EXERCISE PASSAGE
######

You are 3 days into a 3-week tour; you and your passengers are waiting for a bus. You recognize a daypack that belongs to your group that has been left unattended on a bench. You try to determine to whom it belongs. There is no nametag and upon opening the front pocket, you discover a bag of marijuana. Is this a problem? How would you deal with it?*
Yes, it’s a problem. This situation would be dealt with by clear communication about the expectations of the group and local laws, while avoiding unfairly singling anybody out or creating an uncomfortable dynamic within the group.
If you have received $1000 to pay for accommodation, and you need to pay for 3 double rooms at $35 USD per night and 2 single rooms at $25 USD per night, for 7 nights total, how much money will you have left over?*
You’d be $85 short.
You are beginning a trip and have not yet met your group. Due to an unexpected natural disaster, you have just learned that the itinerary will have to change with an added cost of $300 per client. How would you prepare your opening remarks? How would you expect the group to react, and how could you participate in resolving the situation in order to have a successful trip?*
Again, clear communication about the realities of the situation. Keep things upbeat, direct, and honest about exactly what is happening. I’d expect the group to react negatively to a price increase in general, but understanding of the situation given the clear communication, and I’d expect to resolve the situation by working with the guests to makeup for the difference and/or provide reasonable accommodation otherwise.
You and your group have just arrived into town during a major street festival. You have to weave your group through cobblestone streets filled with exploding firecrackers, water balloons and inebriated locals dancing away. Upon arriving at the hotel, you discover a passenger is missing. It is a concern as she has had little travel experience, is 50 years old and does not speak the local language. If she has held on to the detailed trip itinerary that you gave out at the beginning of the tour, she will know the name and the phone number of the hotel. What do you do?*
I’d first ensure the safety of the remaining group, and make sure they’re in a safe, collected situation can be made comfortable while the other group member is found. If I had adequate human and communication resources, I’d establish a search plan and make sure she would be found, while keeping the rest of the group in communication, and aware of the plan, backup plan, etc. I’d also be sure to stay in communication with the home base, as per procedure.
Describe a time, perhaps linked to a challenging task or assignment, when things were difficult and you were working under pressure.*
While ski mountaineering in the Northern Tetons, a member of our group got sick and frustrated living in a snow cave, and decided to desert the group. We resolved the situation by communicating clearly, and providing him the support he needed to ensure his safety.
Describe a recent experience of working with other people. What did you contribute and what was the outcome?*
At the Amundsen-Scott South Pole Station, Antarctica, I worked hand in hand with 150 other people on the station to successfully support the science and building operations of the National Science Foundation.
Give an example of a situation where you solved a problem in a creative way.*
While trekking in northern Myanmar, I was held and questioned by a number of members of the rebel militia. We resolved the problem by sitting down for a beer and discussing everything, coming to terms, and all having a good time in the end.
Describe how you handled a situation where you had to initiate and complete a task in the face of resistance from others.*
During a Mass Casualty Incident drill at the South Pole, I had to work with a large team of emergency responders to successfully stabilize, transport, and treat a group of sick, unruly patients.

######

REQUIRED ACTIONS
(A) In the tour-leading questionnaire, where did the writer work alongside 150 other people?
(B) Condense the tour-leading questionnaire paragraph beginning "I’d first ensure the safety" into a bulleted list that keeps its main facts.

GIVEN MATERIAL
######

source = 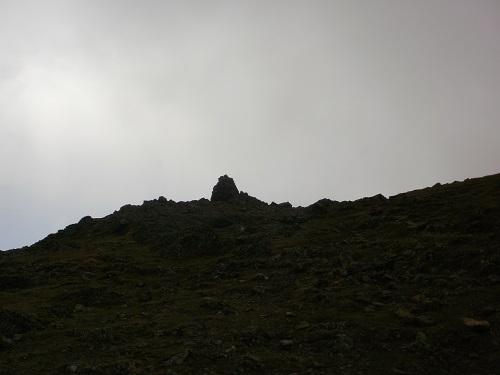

######

TASK SOLUTIONS
(A) At the Amundsen-Scott South Pole Station, Antarctica.

(B)
- Ensure the rest of the group is safe, gathered together, and comfortable while the missing member is found.
- With enough people and communication resources, set up a search plan to find her.
- Keep the remaining group in communication and informed of the plan and backup plan.
- Stay in contact with the home base, following procedure.